Would you retype the entries from the first line to the line bearing "Target: aircraft windshield", both included, leaving out every picture?
[Data records — start]
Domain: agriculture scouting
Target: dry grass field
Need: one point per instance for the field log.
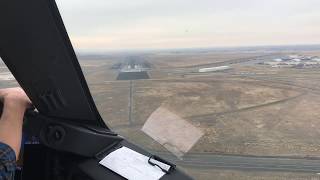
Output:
(250, 110)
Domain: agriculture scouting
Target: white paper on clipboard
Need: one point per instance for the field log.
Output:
(131, 165)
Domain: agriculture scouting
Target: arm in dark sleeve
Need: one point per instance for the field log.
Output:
(7, 162)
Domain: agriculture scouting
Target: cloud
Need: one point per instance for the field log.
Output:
(122, 24)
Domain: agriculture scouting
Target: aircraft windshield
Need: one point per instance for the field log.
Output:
(224, 89)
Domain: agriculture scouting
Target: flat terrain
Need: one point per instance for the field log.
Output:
(251, 111)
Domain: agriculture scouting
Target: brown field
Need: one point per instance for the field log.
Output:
(249, 110)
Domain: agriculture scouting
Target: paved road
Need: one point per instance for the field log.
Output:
(286, 164)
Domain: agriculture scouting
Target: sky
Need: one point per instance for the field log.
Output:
(97, 25)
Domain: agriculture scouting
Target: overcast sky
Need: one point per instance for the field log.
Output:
(136, 24)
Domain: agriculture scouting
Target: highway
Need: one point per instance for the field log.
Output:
(284, 164)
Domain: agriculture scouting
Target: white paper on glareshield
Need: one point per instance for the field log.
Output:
(131, 165)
[Data records — finish]
[Response for this exercise]
Domain: agriculture scouting
Target: dry grass field
Need: one point per instance for the field log.
Output:
(250, 110)
Domain: agriculture scouting
Target: white paper on clipboard
Need: one point per instance for the field log.
Output:
(131, 165)
Domain: agriculture scouting
Target: arm in dark sleeve
Need: one point per instance for the field log.
Output:
(7, 162)
Domain: agriculture scouting
Target: cloud
Need: one point per instance for the field log.
Output:
(122, 24)
Domain: agriculture scouting
Target: aircraft windshield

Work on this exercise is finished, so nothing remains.